(Records from a data source)
============================================================

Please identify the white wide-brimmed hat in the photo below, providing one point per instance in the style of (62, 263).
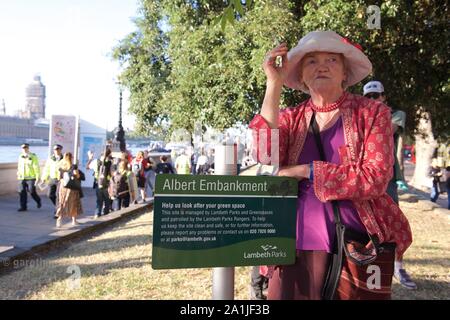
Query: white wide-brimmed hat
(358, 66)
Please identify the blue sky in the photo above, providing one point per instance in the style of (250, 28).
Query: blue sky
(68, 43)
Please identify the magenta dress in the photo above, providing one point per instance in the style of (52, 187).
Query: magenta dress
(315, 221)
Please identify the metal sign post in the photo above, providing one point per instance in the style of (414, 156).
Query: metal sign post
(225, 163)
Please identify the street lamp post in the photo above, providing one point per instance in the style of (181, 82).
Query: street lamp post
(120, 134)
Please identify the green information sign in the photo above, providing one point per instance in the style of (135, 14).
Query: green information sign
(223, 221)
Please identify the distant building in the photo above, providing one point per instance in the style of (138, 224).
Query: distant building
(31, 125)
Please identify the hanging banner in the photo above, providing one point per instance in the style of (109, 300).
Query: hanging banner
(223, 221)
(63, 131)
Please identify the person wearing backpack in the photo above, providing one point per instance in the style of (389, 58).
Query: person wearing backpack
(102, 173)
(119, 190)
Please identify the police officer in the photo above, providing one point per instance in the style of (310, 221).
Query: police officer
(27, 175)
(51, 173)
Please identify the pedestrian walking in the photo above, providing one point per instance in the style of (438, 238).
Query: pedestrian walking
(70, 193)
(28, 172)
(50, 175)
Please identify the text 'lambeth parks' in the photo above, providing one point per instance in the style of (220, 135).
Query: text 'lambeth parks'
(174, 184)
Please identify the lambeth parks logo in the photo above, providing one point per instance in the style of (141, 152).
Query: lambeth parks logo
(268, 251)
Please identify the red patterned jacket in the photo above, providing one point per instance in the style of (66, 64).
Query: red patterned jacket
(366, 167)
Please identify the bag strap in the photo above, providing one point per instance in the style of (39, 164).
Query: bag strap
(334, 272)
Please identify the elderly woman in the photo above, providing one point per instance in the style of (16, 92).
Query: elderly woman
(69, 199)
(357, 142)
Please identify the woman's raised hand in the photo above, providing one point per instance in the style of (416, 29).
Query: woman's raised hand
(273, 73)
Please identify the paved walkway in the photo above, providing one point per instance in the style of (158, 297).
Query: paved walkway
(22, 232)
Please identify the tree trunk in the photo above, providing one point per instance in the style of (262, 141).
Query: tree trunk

============================================================

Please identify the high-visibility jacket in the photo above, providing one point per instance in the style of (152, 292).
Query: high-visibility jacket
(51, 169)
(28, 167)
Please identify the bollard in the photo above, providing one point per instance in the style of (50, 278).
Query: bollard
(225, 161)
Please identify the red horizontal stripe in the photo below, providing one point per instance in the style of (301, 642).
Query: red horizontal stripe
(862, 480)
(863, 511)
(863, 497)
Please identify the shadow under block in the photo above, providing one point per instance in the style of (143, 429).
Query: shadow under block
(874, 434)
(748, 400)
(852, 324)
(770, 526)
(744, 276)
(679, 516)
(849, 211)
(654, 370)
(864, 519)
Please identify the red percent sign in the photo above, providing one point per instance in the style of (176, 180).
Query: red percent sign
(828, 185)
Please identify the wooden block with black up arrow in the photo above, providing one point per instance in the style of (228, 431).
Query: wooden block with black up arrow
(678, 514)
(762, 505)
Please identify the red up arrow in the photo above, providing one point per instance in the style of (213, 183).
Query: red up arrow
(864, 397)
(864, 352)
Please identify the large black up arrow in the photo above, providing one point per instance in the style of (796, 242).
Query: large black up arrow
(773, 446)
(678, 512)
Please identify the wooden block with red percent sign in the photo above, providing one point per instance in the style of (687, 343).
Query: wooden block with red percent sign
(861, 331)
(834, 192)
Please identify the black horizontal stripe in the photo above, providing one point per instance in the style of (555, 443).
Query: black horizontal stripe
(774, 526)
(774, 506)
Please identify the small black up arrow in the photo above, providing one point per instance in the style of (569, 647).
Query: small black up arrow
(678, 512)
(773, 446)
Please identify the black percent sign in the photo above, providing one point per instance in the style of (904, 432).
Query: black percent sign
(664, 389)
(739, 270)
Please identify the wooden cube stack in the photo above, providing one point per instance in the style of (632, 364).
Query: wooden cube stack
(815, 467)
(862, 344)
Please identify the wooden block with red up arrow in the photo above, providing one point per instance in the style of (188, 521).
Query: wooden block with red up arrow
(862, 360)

============================================================

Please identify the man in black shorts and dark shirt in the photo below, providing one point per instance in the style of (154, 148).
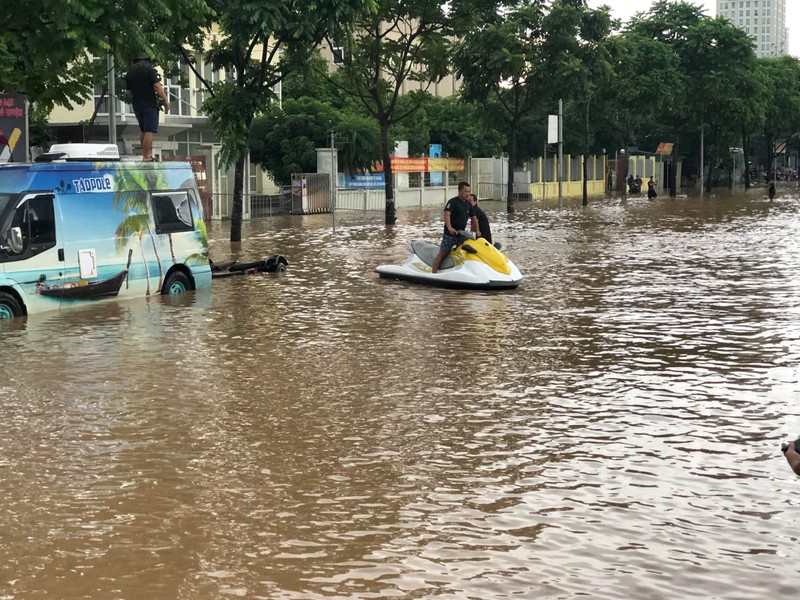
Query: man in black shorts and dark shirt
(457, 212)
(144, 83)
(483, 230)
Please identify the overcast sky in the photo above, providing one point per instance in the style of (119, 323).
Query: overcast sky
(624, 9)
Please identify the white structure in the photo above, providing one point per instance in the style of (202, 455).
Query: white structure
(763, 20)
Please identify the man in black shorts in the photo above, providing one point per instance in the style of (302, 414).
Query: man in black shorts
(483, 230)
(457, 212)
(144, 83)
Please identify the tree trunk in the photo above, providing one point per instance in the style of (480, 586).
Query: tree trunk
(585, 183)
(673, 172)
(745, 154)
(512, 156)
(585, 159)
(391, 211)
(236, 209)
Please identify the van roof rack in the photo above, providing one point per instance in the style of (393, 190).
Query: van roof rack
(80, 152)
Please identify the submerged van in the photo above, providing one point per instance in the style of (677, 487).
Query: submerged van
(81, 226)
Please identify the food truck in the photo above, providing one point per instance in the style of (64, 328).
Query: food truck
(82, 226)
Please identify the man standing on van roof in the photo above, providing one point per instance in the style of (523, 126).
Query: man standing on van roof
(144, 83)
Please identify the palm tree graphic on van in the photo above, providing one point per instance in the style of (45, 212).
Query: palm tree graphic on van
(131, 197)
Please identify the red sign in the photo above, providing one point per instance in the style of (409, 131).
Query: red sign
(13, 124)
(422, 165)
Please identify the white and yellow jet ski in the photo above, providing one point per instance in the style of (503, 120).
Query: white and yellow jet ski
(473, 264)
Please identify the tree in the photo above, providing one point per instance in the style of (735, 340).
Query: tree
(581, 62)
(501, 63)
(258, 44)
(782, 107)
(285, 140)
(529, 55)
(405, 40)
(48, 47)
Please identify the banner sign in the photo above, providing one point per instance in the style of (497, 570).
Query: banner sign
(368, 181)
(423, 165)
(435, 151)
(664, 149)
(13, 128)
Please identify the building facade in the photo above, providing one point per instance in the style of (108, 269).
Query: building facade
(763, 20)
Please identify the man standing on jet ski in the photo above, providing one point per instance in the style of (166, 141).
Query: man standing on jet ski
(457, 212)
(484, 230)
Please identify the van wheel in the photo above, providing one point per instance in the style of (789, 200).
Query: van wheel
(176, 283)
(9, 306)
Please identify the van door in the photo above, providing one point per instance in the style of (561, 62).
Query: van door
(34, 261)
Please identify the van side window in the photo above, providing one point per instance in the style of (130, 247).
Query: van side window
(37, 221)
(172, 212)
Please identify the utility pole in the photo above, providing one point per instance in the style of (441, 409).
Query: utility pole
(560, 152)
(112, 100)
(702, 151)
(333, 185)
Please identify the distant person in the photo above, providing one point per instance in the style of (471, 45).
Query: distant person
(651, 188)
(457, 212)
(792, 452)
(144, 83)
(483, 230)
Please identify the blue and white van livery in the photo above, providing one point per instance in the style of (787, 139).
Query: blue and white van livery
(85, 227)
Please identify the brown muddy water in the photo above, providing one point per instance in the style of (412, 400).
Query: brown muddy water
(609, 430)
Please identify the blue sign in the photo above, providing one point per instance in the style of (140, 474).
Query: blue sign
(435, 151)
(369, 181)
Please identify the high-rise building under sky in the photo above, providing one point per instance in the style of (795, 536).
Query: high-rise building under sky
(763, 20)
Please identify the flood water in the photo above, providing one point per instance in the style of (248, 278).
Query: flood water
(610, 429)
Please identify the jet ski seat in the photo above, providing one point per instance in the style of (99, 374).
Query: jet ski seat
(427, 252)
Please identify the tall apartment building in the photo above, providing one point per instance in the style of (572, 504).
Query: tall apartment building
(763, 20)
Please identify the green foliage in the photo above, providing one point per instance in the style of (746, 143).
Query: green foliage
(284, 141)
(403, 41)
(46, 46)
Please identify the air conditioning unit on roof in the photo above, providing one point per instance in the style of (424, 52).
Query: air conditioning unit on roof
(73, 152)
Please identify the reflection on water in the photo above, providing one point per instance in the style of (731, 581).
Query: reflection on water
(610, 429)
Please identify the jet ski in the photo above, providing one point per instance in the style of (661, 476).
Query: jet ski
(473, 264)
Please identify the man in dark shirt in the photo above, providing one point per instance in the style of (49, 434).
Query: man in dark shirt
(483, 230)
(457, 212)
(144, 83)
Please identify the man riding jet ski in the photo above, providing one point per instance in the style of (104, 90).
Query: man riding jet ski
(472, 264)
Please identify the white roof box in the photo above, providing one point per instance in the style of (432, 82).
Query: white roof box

============================================================

| Exercise task |
Copy out, unchanged, the records from the line containing "Please identify the man riding" through the line containing "Query: white roof box", including both of those lines.

| Response |
Please identify the man riding jet ski in the photo above, providing one point per instance in the style of (104, 90).
Query: man riding jet ski
(472, 264)
Please identify the white roof box in the photo above, providing one point per instance in the style of (432, 82).
Query: white roof box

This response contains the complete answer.